* Start RAW DATA *

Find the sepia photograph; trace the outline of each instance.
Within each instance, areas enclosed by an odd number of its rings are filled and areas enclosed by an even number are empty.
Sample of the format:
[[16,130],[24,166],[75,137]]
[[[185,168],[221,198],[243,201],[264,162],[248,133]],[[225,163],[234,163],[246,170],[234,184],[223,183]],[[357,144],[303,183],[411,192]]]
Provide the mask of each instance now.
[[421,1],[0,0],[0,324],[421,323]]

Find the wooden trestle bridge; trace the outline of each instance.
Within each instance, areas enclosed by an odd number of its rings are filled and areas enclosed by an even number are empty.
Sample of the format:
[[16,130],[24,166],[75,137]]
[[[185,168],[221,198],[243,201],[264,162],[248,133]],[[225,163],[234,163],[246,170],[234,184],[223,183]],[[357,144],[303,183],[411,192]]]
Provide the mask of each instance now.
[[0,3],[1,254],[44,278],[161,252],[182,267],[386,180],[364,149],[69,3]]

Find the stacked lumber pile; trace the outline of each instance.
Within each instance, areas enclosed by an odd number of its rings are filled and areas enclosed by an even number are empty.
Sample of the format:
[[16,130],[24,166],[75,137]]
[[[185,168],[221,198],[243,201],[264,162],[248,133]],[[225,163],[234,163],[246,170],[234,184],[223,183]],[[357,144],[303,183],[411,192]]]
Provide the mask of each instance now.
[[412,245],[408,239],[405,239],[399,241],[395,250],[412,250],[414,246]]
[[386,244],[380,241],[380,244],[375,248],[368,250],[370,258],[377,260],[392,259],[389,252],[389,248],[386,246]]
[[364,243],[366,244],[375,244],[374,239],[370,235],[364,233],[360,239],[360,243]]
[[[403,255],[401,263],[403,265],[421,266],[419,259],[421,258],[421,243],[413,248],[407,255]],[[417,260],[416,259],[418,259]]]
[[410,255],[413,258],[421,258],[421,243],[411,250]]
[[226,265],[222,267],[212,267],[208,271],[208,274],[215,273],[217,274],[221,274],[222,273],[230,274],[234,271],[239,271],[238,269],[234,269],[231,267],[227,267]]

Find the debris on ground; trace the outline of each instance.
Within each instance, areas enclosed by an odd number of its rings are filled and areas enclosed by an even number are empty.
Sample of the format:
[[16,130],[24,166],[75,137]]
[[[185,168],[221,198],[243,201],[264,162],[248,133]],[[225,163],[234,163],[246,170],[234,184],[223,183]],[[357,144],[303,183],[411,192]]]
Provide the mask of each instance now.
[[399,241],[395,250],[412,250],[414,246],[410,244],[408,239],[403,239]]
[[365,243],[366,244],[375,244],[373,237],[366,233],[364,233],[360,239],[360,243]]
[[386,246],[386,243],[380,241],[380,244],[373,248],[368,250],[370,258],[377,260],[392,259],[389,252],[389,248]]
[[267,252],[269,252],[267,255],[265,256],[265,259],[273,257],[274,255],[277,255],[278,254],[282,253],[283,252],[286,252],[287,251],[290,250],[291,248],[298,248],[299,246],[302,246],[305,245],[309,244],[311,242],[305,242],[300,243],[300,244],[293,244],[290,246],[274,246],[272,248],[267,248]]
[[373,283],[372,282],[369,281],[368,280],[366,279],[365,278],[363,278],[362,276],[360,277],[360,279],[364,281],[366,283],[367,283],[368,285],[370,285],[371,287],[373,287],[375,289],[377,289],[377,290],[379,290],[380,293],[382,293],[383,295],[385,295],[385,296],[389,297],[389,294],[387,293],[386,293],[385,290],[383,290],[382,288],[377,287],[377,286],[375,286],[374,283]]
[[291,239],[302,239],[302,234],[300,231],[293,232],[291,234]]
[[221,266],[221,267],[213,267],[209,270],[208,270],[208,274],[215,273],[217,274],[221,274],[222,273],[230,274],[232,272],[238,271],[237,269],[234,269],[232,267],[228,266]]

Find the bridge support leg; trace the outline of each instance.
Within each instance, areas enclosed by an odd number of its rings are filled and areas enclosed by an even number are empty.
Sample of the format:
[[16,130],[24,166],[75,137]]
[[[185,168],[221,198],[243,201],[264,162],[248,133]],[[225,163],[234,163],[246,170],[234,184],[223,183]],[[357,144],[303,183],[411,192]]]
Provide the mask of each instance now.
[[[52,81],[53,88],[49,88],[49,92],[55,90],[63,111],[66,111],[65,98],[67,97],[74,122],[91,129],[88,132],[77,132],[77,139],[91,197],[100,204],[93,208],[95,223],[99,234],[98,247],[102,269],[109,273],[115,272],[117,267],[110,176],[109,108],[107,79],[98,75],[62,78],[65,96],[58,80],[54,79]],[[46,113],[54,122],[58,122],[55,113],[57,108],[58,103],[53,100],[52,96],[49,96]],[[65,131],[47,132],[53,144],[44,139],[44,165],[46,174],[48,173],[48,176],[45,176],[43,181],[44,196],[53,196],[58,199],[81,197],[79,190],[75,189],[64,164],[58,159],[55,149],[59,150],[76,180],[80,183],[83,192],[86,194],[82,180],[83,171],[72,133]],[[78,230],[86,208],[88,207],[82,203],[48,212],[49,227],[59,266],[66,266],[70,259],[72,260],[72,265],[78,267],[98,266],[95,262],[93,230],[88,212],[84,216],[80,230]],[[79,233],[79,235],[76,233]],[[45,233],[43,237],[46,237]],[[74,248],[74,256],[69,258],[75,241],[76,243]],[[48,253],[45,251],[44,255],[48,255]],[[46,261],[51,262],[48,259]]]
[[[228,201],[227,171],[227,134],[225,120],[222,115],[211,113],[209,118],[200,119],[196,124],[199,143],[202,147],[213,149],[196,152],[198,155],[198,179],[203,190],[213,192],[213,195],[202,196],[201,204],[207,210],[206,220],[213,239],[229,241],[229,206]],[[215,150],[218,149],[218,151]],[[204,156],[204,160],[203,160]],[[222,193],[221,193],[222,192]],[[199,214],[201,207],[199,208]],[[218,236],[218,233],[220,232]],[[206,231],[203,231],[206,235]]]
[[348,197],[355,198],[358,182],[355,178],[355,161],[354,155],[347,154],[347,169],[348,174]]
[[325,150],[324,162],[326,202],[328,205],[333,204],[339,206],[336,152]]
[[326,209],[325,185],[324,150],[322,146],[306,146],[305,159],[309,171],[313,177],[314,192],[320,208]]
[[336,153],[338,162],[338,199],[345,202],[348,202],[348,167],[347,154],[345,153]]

* End RAW DATA *

**AIM:** Copy everything from the start of the listing down to the line containing "[[421,1],[0,0],[0,324],[421,323]]", both ends included, with the requests unchanged. Multiply each coordinate in the answers by 1.45 and round it to a whole number, rounding halves up; leave the numbers in the requests and format samples as they are.

**RESULT OF THIS EXERCISE:**
Find the sepia photograph; trace the outline of each instance.
Within each instance, areas enclosed by an odd number of its rings are filled and areas enclosed by an even number are empty.
Sample of the format:
[[16,130],[24,166],[75,137]]
[[[185,168],[221,198],[243,201],[264,162],[248,133]],[[225,163],[234,163],[246,170],[234,184],[223,183]],[[357,144],[303,183],[411,192]]]
Provide the mask of each instance now.
[[610,1],[0,0],[0,470],[610,468]]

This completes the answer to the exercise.